Data for analysis Block Start

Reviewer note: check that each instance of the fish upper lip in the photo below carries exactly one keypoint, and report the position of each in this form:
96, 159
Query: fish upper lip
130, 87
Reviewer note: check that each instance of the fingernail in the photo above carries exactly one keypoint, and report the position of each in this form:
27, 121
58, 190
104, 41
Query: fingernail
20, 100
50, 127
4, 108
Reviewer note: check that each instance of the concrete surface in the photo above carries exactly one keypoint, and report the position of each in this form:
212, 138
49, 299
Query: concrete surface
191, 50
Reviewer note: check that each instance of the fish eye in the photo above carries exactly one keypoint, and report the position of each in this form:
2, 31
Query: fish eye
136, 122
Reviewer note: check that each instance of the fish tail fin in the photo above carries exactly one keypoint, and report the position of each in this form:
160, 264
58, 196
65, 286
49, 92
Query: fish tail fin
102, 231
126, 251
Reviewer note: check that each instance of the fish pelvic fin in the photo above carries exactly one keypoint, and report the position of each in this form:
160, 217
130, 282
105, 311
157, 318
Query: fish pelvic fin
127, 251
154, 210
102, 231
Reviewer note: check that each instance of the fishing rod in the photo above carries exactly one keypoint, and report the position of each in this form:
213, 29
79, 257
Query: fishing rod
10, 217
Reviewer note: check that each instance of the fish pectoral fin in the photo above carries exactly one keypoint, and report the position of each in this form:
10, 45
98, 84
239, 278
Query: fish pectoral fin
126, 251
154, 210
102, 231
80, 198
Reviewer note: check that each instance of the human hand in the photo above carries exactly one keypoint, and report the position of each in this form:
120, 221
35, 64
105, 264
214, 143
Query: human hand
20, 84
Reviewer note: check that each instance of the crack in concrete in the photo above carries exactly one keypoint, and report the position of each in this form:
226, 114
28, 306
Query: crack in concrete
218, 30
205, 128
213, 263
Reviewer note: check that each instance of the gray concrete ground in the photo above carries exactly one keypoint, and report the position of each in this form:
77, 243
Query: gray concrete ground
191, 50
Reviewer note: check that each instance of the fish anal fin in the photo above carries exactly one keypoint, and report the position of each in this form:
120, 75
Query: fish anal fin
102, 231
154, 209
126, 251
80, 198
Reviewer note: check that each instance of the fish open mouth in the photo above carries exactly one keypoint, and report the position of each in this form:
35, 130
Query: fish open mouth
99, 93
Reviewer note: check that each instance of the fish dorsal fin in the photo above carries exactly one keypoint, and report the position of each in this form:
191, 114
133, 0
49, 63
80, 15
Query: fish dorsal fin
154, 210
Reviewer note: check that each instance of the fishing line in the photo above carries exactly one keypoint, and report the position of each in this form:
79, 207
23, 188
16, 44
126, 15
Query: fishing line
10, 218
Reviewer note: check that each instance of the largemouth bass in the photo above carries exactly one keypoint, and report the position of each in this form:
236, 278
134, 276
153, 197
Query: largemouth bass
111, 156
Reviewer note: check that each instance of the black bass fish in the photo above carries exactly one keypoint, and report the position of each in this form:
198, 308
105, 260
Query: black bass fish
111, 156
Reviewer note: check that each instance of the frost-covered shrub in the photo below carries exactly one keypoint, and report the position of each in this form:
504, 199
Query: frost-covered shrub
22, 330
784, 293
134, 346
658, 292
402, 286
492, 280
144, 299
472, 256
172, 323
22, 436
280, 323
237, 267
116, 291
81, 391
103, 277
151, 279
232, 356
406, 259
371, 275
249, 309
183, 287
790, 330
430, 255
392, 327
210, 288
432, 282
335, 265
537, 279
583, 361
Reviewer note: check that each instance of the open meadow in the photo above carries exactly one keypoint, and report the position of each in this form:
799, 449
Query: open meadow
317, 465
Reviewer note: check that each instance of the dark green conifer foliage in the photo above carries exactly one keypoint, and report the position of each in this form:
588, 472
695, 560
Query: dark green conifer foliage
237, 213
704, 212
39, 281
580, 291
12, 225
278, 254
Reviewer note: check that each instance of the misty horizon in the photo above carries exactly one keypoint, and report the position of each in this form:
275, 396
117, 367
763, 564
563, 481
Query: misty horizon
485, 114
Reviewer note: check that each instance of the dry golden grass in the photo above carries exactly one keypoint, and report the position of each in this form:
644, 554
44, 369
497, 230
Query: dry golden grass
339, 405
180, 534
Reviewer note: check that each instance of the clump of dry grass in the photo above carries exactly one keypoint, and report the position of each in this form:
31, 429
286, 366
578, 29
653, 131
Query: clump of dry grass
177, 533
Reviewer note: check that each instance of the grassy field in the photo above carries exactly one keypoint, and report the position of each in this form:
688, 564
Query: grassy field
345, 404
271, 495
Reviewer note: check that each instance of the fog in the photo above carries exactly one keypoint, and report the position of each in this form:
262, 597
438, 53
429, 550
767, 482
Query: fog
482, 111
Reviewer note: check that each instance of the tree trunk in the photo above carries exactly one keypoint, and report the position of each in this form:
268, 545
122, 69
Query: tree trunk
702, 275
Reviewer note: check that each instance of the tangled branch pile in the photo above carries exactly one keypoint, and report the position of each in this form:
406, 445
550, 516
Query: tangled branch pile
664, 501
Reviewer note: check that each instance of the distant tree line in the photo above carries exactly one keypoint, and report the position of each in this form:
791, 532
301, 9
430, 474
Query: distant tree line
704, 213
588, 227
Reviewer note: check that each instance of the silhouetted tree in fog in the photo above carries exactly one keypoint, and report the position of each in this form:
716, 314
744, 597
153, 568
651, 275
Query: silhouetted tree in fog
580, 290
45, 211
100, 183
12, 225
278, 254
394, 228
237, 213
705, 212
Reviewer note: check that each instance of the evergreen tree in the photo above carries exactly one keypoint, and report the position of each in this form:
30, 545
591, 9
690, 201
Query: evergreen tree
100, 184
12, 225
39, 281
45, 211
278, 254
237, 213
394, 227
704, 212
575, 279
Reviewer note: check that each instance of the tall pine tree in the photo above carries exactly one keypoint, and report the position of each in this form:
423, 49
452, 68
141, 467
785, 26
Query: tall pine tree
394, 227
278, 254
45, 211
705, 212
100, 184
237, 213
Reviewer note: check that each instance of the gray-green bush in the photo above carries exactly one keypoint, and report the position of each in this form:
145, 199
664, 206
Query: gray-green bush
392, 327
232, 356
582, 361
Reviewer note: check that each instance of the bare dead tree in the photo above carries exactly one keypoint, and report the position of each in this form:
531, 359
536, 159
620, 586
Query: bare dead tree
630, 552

Data for analysis Block End

Exercise brief: Search the data above for lines holding "below" and copy each of them.

Expected answer:
Reviewer note: check that each instance of the fish upper lip in the photo below carries exactly one keypoint, and report the position of each in this form:
Reviewer note: check that each instance of the frost-covered shrub in the photo below carries exactly one keypoint, and report the position of each in this form:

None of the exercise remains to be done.